• Text
· · ·
VATS pleurodesis is done to cause pleural symphysis. It is most commonly done to prevent the reaccumulation of symptomatic pleural effusions, malignant or benign, in a patient with otherwise good performance status (Figure 1). In addition, it can be used to treat spontaneous or secondary pneumothoraces and manage thoracic duct leak, in conjunction with ligation of the thoracic duct.
A CT scan of the chest is performed to evaluate the anatomy of the pleural space. Loculations and adhesions are noted. Chest CTs or chest radiographs performed after thoracentesis are reviewed to evaluate the ability of the lung to expand and touch the chest wall—visceral to parietal pleural apposition. Without visceral to parietal pleural apposition, pleurodesis will not be effective.
General anesthesia with single-lung ventilation is required. Epidural analgesia is avoided, as it may cause profound hypotension following talc pleurodesis. Intercostal nerve blocks are performed at the end of the procedure. Prior to positioning, bronchoscopy is performed to rule out obstructive lesions in the airway that could prevent reexpansion of the lung. Obstructing lesions that can be removed, reestablishing distal aeration, do not prevent an effective pleurodesis. If an obstructing lesion cannot be removed and would prevent reexpansion of the lung on the involved side, pleurodesis is not performed and a long- or intermediate-term tunneled indwelling pleural catheter is placed to manage the effusion.
· · ·
• Source material
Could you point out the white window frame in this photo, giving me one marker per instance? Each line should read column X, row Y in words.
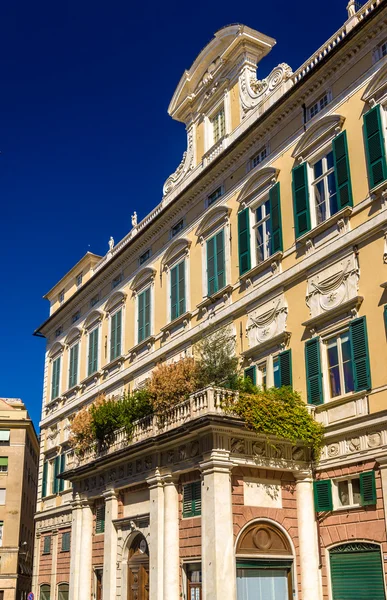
column 328, row 95
column 335, row 492
column 227, row 253
column 147, row 284
column 74, row 343
column 115, row 310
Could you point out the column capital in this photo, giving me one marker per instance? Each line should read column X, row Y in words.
column 110, row 494
column 217, row 461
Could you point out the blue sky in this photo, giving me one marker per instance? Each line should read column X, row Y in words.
column 85, row 137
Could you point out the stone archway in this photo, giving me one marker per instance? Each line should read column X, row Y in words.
column 138, row 569
column 264, row 561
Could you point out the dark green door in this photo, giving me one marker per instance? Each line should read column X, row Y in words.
column 357, row 572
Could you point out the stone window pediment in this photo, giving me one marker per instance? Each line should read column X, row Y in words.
column 215, row 217
column 93, row 318
column 176, row 250
column 56, row 349
column 73, row 335
column 317, row 135
column 376, row 90
column 143, row 278
column 114, row 301
column 259, row 183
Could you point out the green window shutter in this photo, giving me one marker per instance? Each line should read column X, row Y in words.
column 93, row 352
column 276, row 221
column 55, row 481
column 55, row 378
column 100, row 519
column 250, row 373
column 301, row 199
column 313, row 371
column 62, row 468
column 375, row 147
column 367, row 488
column 73, row 372
column 47, row 544
column 66, row 541
column 44, row 479
column 220, row 266
column 323, row 495
column 192, row 503
column 342, row 171
column 244, row 241
column 115, row 335
column 359, row 350
column 178, row 290
column 285, row 365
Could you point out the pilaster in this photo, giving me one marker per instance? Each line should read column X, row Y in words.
column 307, row 535
column 218, row 561
column 156, row 546
column 171, row 538
column 110, row 546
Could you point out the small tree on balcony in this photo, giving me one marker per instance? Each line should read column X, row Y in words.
column 217, row 361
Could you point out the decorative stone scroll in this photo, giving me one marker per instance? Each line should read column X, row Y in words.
column 332, row 286
column 184, row 167
column 267, row 321
column 254, row 91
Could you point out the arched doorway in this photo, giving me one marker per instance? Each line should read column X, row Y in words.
column 138, row 569
column 357, row 572
column 264, row 564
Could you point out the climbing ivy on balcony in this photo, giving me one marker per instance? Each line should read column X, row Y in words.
column 277, row 412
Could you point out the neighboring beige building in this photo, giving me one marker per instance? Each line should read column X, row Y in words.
column 275, row 224
column 19, row 455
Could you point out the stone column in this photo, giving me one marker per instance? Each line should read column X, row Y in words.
column 36, row 565
column 383, row 476
column 307, row 536
column 171, row 539
column 54, row 562
column 156, row 542
column 218, row 558
column 110, row 546
column 76, row 544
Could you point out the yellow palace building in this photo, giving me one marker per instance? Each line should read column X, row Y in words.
column 275, row 225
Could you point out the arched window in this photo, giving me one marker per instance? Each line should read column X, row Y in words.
column 264, row 564
column 63, row 591
column 45, row 592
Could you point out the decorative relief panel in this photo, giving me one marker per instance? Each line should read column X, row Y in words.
column 332, row 286
column 254, row 91
column 267, row 321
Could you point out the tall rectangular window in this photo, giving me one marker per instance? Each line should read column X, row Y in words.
column 216, row 274
column 340, row 367
column 93, row 352
column 144, row 315
column 324, row 187
column 178, row 290
column 73, row 367
column 115, row 335
column 55, row 378
column 218, row 125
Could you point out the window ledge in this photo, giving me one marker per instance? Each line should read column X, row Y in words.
column 282, row 339
column 272, row 261
column 117, row 362
column 147, row 343
column 336, row 219
column 224, row 292
column 345, row 309
column 182, row 319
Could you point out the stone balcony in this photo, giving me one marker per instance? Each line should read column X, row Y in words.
column 205, row 403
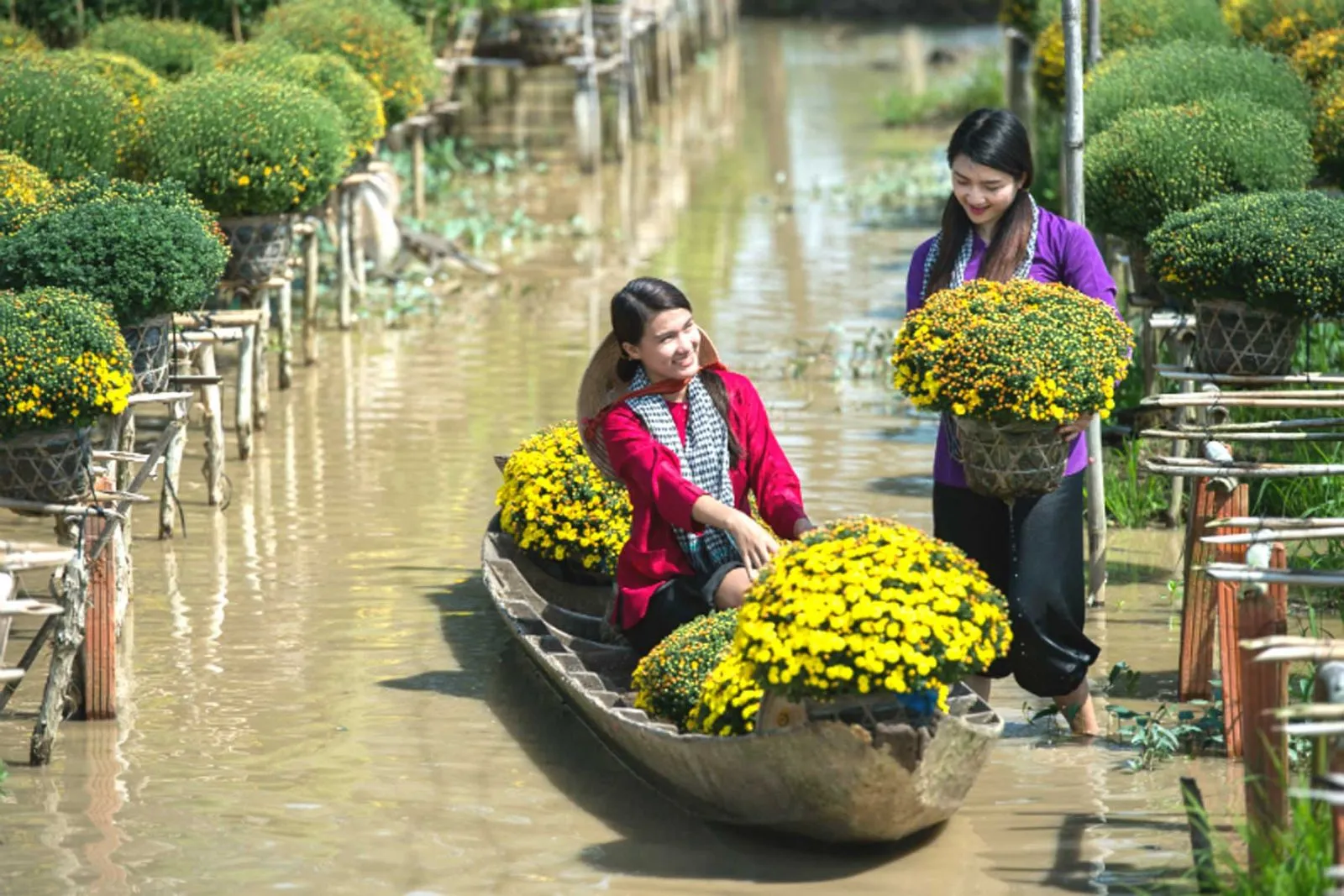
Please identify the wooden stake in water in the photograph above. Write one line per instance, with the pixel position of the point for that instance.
(1075, 211)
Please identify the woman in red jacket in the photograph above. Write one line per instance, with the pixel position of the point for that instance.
(689, 439)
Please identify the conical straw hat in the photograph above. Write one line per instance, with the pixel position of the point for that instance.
(601, 387)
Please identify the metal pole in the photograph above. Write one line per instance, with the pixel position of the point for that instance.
(1075, 210)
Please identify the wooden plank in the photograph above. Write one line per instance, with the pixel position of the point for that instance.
(1263, 688)
(1200, 610)
(100, 651)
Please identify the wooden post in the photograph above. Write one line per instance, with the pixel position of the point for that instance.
(588, 101)
(69, 634)
(100, 647)
(1263, 688)
(172, 472)
(261, 369)
(214, 425)
(418, 170)
(1075, 210)
(244, 405)
(286, 332)
(1200, 610)
(346, 317)
(1330, 757)
(312, 264)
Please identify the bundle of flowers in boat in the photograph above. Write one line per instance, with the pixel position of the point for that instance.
(669, 680)
(1254, 266)
(864, 611)
(561, 510)
(65, 365)
(1007, 364)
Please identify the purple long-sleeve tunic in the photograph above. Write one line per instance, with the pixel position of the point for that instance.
(1065, 254)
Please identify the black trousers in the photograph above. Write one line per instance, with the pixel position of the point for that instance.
(1038, 563)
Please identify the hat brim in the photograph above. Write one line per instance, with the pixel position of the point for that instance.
(601, 385)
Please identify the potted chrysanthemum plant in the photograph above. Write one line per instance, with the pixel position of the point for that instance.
(64, 369)
(561, 511)
(864, 617)
(1007, 364)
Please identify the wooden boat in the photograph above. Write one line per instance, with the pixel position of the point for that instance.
(828, 781)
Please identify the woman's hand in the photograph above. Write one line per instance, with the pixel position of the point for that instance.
(754, 544)
(1070, 430)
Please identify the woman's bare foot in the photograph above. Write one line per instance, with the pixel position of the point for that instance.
(1079, 710)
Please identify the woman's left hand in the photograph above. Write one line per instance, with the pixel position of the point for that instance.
(1070, 430)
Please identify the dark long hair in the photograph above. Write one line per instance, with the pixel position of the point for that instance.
(640, 301)
(995, 139)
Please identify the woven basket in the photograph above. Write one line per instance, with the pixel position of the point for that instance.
(1231, 338)
(1010, 461)
(47, 466)
(259, 246)
(151, 352)
(550, 36)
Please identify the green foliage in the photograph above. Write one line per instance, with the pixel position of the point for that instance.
(1126, 24)
(948, 102)
(18, 39)
(323, 73)
(20, 183)
(145, 250)
(669, 679)
(170, 47)
(65, 123)
(1156, 161)
(1319, 56)
(1281, 24)
(375, 36)
(242, 145)
(1186, 71)
(1278, 251)
(65, 362)
(1328, 134)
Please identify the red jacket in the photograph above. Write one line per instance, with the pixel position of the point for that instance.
(660, 497)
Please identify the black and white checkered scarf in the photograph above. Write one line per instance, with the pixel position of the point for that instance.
(705, 463)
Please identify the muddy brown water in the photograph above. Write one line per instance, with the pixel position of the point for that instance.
(316, 694)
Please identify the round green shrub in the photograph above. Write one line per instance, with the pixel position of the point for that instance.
(1328, 134)
(1126, 24)
(20, 183)
(1156, 161)
(170, 47)
(375, 36)
(18, 39)
(1281, 24)
(65, 362)
(143, 249)
(244, 145)
(65, 123)
(1277, 250)
(323, 73)
(669, 679)
(1184, 71)
(1319, 56)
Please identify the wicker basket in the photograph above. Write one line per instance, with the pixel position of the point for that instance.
(151, 352)
(259, 246)
(47, 466)
(550, 36)
(1231, 338)
(1012, 459)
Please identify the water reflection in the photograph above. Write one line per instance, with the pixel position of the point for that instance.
(322, 698)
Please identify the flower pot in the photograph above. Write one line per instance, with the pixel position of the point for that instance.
(151, 352)
(550, 36)
(50, 466)
(1231, 338)
(259, 246)
(1010, 461)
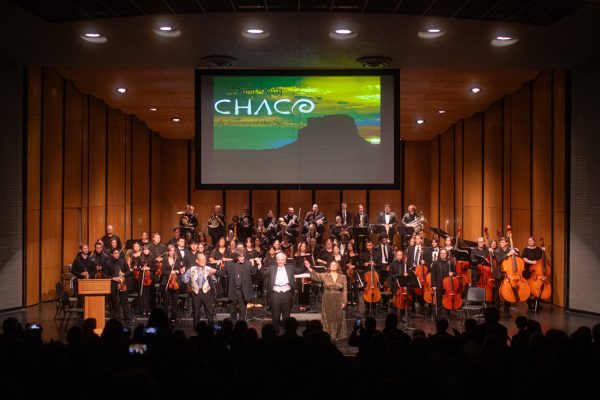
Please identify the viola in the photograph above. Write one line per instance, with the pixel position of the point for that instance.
(539, 282)
(372, 293)
(513, 288)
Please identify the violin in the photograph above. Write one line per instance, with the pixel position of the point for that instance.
(451, 299)
(513, 288)
(539, 283)
(372, 293)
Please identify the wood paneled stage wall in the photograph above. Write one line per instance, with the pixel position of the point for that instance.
(90, 165)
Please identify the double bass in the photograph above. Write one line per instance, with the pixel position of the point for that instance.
(486, 279)
(372, 293)
(514, 287)
(541, 271)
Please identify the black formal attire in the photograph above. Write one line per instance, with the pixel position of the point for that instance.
(282, 292)
(203, 298)
(239, 282)
(218, 232)
(393, 221)
(106, 240)
(118, 297)
(171, 296)
(360, 232)
(346, 217)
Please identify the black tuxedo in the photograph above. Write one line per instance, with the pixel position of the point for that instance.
(239, 283)
(281, 303)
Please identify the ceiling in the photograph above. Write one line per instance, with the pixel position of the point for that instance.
(435, 74)
(537, 12)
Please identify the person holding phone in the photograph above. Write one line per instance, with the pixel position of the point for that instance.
(335, 298)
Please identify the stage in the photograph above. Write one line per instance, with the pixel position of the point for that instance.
(549, 317)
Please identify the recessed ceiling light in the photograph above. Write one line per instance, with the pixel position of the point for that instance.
(504, 40)
(93, 37)
(167, 31)
(255, 33)
(342, 33)
(431, 33)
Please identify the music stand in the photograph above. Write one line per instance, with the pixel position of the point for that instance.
(410, 281)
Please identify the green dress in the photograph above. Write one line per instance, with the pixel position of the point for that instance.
(334, 295)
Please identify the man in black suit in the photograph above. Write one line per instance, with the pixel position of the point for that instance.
(282, 285)
(239, 273)
(387, 218)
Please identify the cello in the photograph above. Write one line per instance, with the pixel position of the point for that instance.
(539, 283)
(462, 267)
(451, 299)
(514, 287)
(486, 280)
(372, 293)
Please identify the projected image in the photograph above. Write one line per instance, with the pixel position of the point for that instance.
(296, 129)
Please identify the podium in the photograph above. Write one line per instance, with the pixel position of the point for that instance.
(93, 291)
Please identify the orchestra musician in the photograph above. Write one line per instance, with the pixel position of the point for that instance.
(108, 236)
(500, 254)
(239, 273)
(199, 277)
(246, 225)
(317, 218)
(345, 215)
(441, 268)
(119, 272)
(531, 255)
(361, 221)
(282, 285)
(216, 225)
(172, 269)
(387, 222)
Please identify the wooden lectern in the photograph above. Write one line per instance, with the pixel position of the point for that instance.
(93, 291)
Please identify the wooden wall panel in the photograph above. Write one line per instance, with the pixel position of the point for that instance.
(434, 184)
(458, 176)
(329, 204)
(353, 198)
(174, 184)
(34, 149)
(52, 180)
(156, 192)
(297, 199)
(97, 169)
(116, 174)
(417, 184)
(520, 166)
(447, 181)
(557, 251)
(492, 168)
(140, 182)
(262, 202)
(472, 177)
(541, 193)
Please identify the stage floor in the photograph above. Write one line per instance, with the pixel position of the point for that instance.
(549, 317)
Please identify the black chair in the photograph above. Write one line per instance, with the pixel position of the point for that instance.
(67, 309)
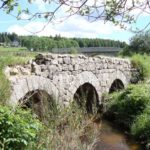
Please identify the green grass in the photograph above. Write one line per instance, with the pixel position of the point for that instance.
(142, 62)
(130, 109)
(10, 59)
(12, 48)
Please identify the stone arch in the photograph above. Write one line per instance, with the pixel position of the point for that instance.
(86, 96)
(42, 104)
(23, 85)
(117, 80)
(117, 85)
(82, 78)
· · ·
• Work instructions
a - Please repeat the VATS pleurodesis text word for word, beginning at "A CT scan of" and stopping after "not be effective.".
b - Pick up the VATS pleurodesis text from its last sentence and keep writing.

• Responses
a -
A CT scan of the chest is performed to evaluate the anatomy of the pleural space. Loculations and adhesions are noted. Chest CTs or chest radiographs performed after thoracentesis are reviewed to evaluate the ability of the lung to expand and touch the chest wall—visceral to parietal pleural apposition. Without visceral to parietal pleural apposition, pleurodesis will not be effective.

b -
The patient is placed in the appropriate lateral decubitus position slightly rolled forward (Figure 2). The surgeon stands in front of the patient, with the assistant standing to the surgeon’s left or behind the patient. The anesthesiologist stands at the head of the patient. The surgical nurse stands opposite the side of the surgical assistant. Monitors are positioned at the head of the bed and on either side of the patient.
A single 1.5-cm incision is made in the 8th intercostal space along the midaxillary line and thoracic access is obtained as in Chapter 3. The ipsilateral lung is then dropped by isolating ventilation to the contralateral lung.
A Yankauer suction catheter is used to drain the effusion through this access point, and the 10-mm thoracoscope introduced. If the lung is trapped and cannot expand to touch the chest wall, a 19-French Blake drain or tunneled indwelling catheter can be placed and the incision closed, as pleurodesis will be ineffective. If the lung is able to completely expand to meet the chest wall after draining the effusion, pleurodesis can be performed.